══ RECORDS TO USE
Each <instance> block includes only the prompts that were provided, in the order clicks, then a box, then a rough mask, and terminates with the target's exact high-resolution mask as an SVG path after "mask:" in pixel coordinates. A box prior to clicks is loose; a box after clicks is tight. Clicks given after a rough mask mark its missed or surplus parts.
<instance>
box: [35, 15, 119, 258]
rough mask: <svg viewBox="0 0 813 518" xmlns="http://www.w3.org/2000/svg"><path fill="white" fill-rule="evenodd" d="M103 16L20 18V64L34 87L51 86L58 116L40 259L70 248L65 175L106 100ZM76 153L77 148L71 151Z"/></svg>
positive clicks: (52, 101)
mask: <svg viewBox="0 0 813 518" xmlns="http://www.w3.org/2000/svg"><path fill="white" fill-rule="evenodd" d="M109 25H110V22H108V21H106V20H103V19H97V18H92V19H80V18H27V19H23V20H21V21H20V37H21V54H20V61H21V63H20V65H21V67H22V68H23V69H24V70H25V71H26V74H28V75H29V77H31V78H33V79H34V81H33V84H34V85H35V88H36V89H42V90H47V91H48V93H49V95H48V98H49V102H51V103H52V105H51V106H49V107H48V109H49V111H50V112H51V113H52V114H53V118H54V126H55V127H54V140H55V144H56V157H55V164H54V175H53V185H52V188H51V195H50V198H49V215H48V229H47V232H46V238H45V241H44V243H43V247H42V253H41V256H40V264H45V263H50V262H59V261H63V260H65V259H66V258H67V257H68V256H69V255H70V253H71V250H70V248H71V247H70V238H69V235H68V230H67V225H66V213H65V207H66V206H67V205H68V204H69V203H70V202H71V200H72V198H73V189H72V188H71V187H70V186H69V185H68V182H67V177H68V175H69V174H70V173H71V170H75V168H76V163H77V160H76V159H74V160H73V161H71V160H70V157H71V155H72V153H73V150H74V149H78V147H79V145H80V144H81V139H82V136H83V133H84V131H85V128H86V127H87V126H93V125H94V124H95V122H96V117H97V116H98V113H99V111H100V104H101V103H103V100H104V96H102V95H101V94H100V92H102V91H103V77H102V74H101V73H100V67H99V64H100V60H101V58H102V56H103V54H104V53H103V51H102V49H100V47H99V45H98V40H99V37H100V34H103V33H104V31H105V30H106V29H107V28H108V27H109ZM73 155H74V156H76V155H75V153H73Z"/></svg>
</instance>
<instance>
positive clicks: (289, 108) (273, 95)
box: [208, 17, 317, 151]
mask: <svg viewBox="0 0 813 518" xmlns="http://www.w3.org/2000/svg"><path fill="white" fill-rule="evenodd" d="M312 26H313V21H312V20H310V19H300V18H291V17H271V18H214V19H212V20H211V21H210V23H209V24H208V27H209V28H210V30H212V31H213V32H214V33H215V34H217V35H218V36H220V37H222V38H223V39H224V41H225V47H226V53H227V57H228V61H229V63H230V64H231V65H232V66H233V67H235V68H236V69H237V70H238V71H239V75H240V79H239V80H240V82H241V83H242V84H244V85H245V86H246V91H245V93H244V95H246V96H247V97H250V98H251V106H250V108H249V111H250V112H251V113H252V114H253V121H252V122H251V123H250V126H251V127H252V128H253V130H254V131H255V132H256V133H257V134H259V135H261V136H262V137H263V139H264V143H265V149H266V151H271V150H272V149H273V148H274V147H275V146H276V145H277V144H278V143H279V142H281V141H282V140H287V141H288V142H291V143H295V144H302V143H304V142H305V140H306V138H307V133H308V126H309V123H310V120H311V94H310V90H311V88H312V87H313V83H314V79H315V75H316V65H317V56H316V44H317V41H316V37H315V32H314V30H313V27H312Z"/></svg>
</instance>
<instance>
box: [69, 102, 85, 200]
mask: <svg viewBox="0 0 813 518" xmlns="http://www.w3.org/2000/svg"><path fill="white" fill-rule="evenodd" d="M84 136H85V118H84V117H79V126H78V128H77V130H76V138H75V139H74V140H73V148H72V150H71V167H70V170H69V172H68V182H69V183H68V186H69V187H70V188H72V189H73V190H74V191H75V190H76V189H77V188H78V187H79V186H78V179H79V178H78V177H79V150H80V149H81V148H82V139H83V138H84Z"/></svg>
════
Without skipping anything, transcribe every line above exactly.

Each <instance> block includes only the prompts that were provided, in the order clicks, then a box, then a rough mask, and terminates with the target's exact high-resolution mask as an SVG path after "mask:" in pixel coordinates. A box prior to clicks is loose; a box after clicks is tight. Clicks given after a rough mask mark its missed or surplus parts.
<instance>
box: [35, 15, 119, 258]
rough mask: <svg viewBox="0 0 813 518" xmlns="http://www.w3.org/2000/svg"><path fill="white" fill-rule="evenodd" d="M103 16L20 18V64L34 87L51 86L58 116L40 259L70 248L65 175L106 100ZM76 153L77 148L71 151Z"/></svg>
positive clicks: (52, 101)
mask: <svg viewBox="0 0 813 518" xmlns="http://www.w3.org/2000/svg"><path fill="white" fill-rule="evenodd" d="M109 25H110V22H108V21H106V20H103V19H97V18H92V19H80V18H27V19H23V20H21V21H20V37H21V54H20V61H21V63H20V65H21V67H22V68H23V69H24V70H25V71H26V74H28V75H29V77H31V78H33V79H34V81H33V84H34V85H35V88H36V89H42V90H47V91H48V93H49V95H48V98H49V102H51V103H52V105H51V106H49V107H48V109H49V111H50V112H51V113H52V114H53V118H54V126H55V127H54V140H55V144H56V157H55V164H54V175H53V185H52V188H51V195H50V198H49V215H48V229H47V232H46V238H45V241H44V243H43V247H42V253H41V256H40V264H45V263H50V262H59V261H63V260H65V259H66V258H67V257H68V256H69V255H70V253H71V250H70V248H71V247H70V238H69V235H68V230H67V225H66V213H65V207H66V206H67V205H68V204H69V203H70V202H71V200H72V198H73V189H72V188H71V187H70V186H69V185H68V182H67V177H68V175H69V174H70V173H71V170H75V168H76V163H77V160H76V159H74V160H73V161H71V160H70V157H71V155H72V153H73V150H74V149H78V147H79V145H80V144H81V139H82V136H83V133H84V131H85V128H86V127H87V126H93V125H94V124H95V122H96V117H97V116H98V113H99V111H100V104H101V103H103V100H104V96H102V95H101V94H100V92H102V91H103V77H102V74H101V73H100V67H99V64H100V60H101V58H102V56H103V54H104V53H103V51H102V49H100V47H99V45H98V40H99V37H100V34H103V33H104V31H105V30H106V29H107V28H108V27H109ZM73 155H74V156H76V155H75V153H73Z"/></svg>
</instance>
<instance>
positive clicks: (289, 108) (273, 95)
box: [208, 17, 317, 151]
mask: <svg viewBox="0 0 813 518" xmlns="http://www.w3.org/2000/svg"><path fill="white" fill-rule="evenodd" d="M312 26H313V21H312V20H310V19H300V18H291V17H271V18H214V19H212V20H211V21H210V23H209V24H208V27H209V28H210V30H212V31H213V32H214V33H215V34H217V35H218V36H220V37H222V38H223V39H224V41H225V47H226V53H227V57H228V61H229V63H230V64H231V65H232V66H233V67H235V68H236V69H237V70H238V71H239V75H240V79H239V80H240V82H241V83H242V84H244V85H245V86H246V91H245V93H244V95H246V96H247V97H250V98H251V106H250V108H249V111H250V112H251V113H252V114H253V121H252V122H251V123H250V126H251V127H252V128H253V130H254V131H255V132H256V133H257V134H259V135H261V136H262V137H263V139H264V143H265V149H266V151H271V150H272V149H273V148H274V147H275V146H276V145H277V144H278V143H279V142H281V141H282V140H287V141H288V142H291V143H295V144H302V143H304V142H305V140H306V138H307V133H308V126H309V123H310V120H311V94H310V90H311V88H312V87H313V83H314V79H315V75H316V65H317V56H316V44H317V41H316V37H315V32H314V30H313V27H312Z"/></svg>
</instance>
<instance>
box: [69, 102, 85, 200]
mask: <svg viewBox="0 0 813 518" xmlns="http://www.w3.org/2000/svg"><path fill="white" fill-rule="evenodd" d="M84 136H85V118H84V117H79V126H78V128H77V130H76V138H75V139H74V140H73V148H72V150H71V167H70V170H69V172H68V182H69V183H68V186H69V187H70V188H72V189H73V190H74V191H75V190H76V189H77V188H78V187H79V186H78V179H79V178H78V177H79V150H80V149H81V148H82V139H83V138H84Z"/></svg>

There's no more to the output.